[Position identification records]
----------------------------------------
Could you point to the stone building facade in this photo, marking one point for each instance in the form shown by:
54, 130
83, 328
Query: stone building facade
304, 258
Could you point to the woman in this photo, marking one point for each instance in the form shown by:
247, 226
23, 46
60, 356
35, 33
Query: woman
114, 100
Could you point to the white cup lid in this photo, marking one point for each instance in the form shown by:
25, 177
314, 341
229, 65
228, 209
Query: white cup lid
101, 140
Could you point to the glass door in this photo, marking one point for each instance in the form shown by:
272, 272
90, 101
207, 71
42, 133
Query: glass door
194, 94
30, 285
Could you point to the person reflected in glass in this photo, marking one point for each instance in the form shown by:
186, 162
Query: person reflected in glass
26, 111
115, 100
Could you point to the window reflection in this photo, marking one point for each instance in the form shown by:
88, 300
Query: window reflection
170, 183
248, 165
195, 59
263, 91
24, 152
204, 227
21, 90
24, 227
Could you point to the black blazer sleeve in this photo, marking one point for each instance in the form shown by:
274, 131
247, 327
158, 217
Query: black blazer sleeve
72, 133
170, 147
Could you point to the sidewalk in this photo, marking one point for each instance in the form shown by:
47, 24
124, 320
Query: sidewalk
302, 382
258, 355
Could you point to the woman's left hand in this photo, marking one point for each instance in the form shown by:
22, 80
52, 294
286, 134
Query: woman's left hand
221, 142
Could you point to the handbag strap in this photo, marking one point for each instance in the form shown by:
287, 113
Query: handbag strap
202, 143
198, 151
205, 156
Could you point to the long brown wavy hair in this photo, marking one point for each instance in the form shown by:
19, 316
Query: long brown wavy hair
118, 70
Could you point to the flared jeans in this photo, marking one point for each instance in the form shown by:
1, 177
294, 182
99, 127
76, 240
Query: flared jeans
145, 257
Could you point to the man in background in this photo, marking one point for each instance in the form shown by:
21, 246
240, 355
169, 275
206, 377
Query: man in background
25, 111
----------------------------------------
Work to complete:
Return each entry from the material above exactly as it appears.

Response to this exercise:
Could you point to the stone building facade in this photo, marking one point for each instance in the form shown by:
54, 130
83, 328
Query: stone building facade
304, 258
Could you point to the woman in this photo, marking one point for each instance in the form shown by:
247, 226
23, 46
60, 356
35, 33
Query: woman
114, 100
Could you point to the white cup lid in this photo, marking one point for each instance in the form shown by:
25, 177
314, 341
229, 65
228, 209
Query: white cup lid
101, 140
Could you point to the glass door in this photo, marking one point for each instance in the form shown by:
272, 272
90, 101
207, 71
42, 133
Query: glass door
194, 94
30, 285
Could you point to the person reflected in glass in this photo, marking one point for each instance in the form shown by:
186, 162
Query: person reflected in glass
26, 111
115, 100
Could you point to the window reflection in this photo, marking one point for each instance in the form shown by:
88, 300
Query: window reflection
170, 183
248, 165
195, 59
263, 91
24, 152
204, 227
21, 90
24, 227
Could you point to the black blazer sleeve in this photo, marking one point for each instance in the form shown by:
274, 131
247, 327
158, 217
Query: black blazer sleeve
72, 133
170, 147
Could you point to the sidewalk in this photo, marking one point for each instance in the form shown by:
47, 24
124, 320
Query: sidewalk
302, 382
258, 355
Could you point to the woman's left hand in this photo, marking one point for each instance in the form shown by:
22, 80
52, 294
286, 134
Query: woman's left hand
221, 142
Could you point to the handbag strap in this photo, marking one point for each instance in the form shown by:
287, 113
Query: handbag strap
202, 143
198, 151
205, 156
Could you point to the long brown wavy hair in this photo, marking one point for each instance in the form shown by:
19, 316
Query: long brown wavy hair
118, 70
Could you point to the flared jeans in this photo, marking one point for each instance in the form shown by:
1, 177
294, 182
99, 127
76, 240
Query: flared jeans
145, 257
Could you point to the man in background in this photo, marking one point for each instance in the form shown by:
21, 246
240, 355
169, 275
206, 377
Query: man in background
25, 111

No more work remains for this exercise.